• STATED GOAL
Copy out the rows below verbatim, from the line containing "Can you find the eyelid?" through the line containing "[[164, 442]]", including both of those lines.

• GIVEN DATA
::::
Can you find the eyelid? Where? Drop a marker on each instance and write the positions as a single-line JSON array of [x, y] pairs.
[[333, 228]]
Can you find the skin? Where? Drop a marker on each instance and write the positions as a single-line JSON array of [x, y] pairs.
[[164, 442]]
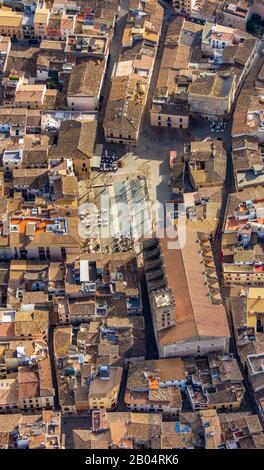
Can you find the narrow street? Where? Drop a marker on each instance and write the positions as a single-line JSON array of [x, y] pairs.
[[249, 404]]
::::
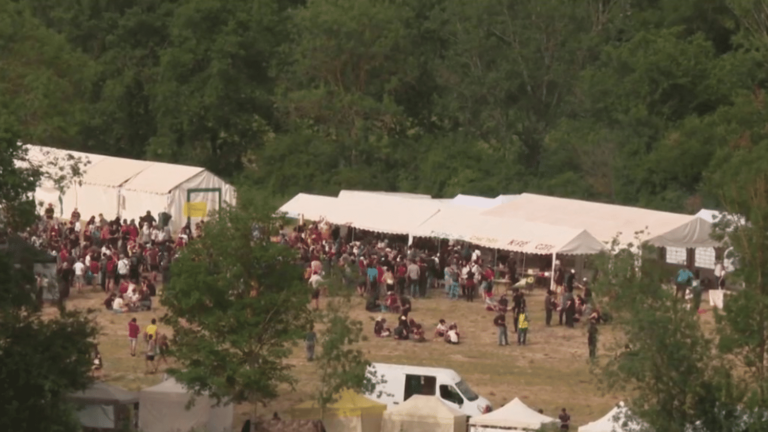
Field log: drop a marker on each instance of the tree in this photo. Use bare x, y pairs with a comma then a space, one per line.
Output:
::::
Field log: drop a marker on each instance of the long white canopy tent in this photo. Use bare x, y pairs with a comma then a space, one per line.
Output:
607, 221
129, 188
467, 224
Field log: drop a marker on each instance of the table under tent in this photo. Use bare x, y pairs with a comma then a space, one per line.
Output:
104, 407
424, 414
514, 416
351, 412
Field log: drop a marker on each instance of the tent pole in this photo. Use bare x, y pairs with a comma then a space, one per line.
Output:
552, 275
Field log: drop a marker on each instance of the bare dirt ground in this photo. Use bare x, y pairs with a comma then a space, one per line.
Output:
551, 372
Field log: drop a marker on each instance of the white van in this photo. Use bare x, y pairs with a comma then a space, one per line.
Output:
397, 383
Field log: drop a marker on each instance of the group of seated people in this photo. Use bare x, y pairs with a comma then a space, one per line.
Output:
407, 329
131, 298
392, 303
::::
• SOLUTION FOR THIS EXERCISE
Can you find the eyelid? Where? Drop a marker on each instance and write the positions as a single-line JSON array of [x, y] pairs.
[[333, 228]]
Can you find the skin? Where? Drop a marker on each instance and write the positions as a single-line JSON array of [x, y] pairs.
[[164, 442]]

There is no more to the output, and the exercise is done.